Activity: In the entries that follow, the lines from the line containing "Target: mountains behind" up to and including the line containing "Return one point per instance of the cloudy" must be copied exactly, with pictures omitted.

Supplied information:
• • • • • • •

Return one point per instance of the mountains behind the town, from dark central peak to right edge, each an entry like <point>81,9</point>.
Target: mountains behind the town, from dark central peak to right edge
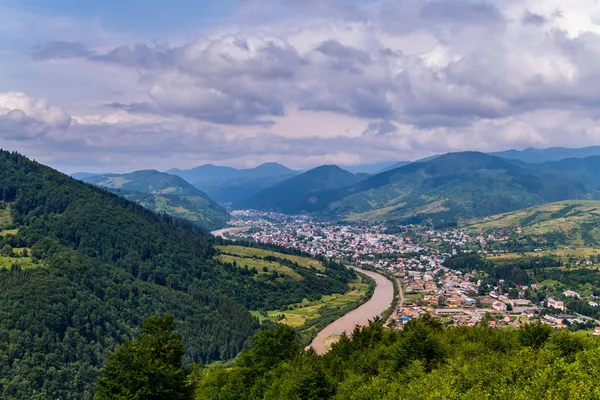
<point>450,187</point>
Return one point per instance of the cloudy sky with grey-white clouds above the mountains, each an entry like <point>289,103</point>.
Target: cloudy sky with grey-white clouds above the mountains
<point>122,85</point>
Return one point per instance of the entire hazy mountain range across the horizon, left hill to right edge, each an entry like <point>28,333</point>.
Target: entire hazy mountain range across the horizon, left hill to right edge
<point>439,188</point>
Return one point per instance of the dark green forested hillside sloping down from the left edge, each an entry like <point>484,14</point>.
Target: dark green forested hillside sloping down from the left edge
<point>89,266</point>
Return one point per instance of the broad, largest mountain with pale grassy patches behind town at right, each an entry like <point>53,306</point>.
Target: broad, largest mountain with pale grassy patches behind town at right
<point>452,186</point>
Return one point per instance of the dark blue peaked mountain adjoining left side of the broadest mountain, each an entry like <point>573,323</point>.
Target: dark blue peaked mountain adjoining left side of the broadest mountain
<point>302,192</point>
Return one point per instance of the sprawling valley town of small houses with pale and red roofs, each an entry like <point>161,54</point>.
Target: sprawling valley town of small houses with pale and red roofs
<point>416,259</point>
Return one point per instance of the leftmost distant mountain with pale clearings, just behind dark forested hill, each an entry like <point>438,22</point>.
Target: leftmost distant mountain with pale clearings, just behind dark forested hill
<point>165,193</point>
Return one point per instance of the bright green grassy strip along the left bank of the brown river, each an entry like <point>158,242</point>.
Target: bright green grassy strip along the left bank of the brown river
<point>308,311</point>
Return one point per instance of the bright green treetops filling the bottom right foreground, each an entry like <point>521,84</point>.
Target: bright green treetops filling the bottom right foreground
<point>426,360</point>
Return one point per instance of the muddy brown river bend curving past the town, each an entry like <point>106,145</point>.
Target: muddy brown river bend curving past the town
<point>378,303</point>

• • • • • • •

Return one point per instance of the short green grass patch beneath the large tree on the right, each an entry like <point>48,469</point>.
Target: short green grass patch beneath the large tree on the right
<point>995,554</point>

• • • • • • •

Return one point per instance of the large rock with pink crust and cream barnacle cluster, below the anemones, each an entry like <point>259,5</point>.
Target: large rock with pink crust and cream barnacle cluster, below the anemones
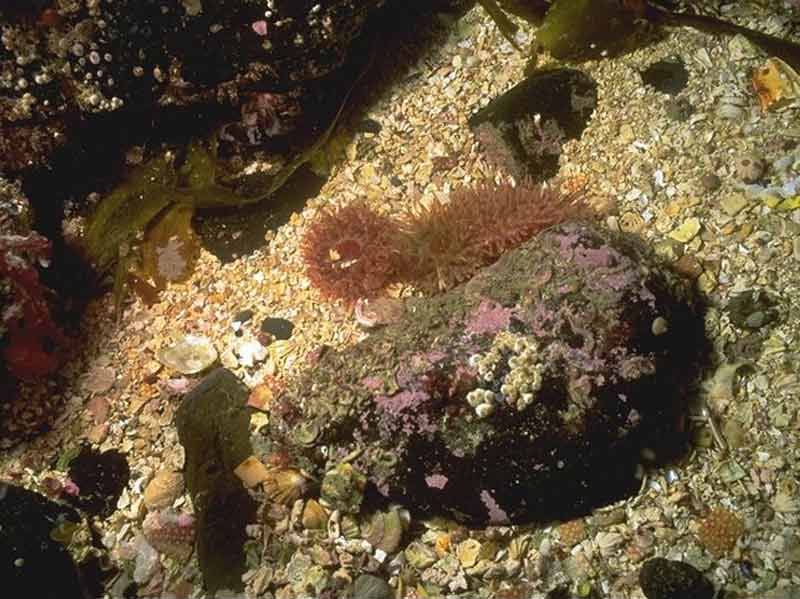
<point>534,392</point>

• • • • • • •

Solution below:
Target: mountains behind the town, from dark central peak to right edge
<point>450,187</point>
Return one point per instance of the cloudy sky with grey-white clouds above the mountains, each an entry like <point>289,103</point>.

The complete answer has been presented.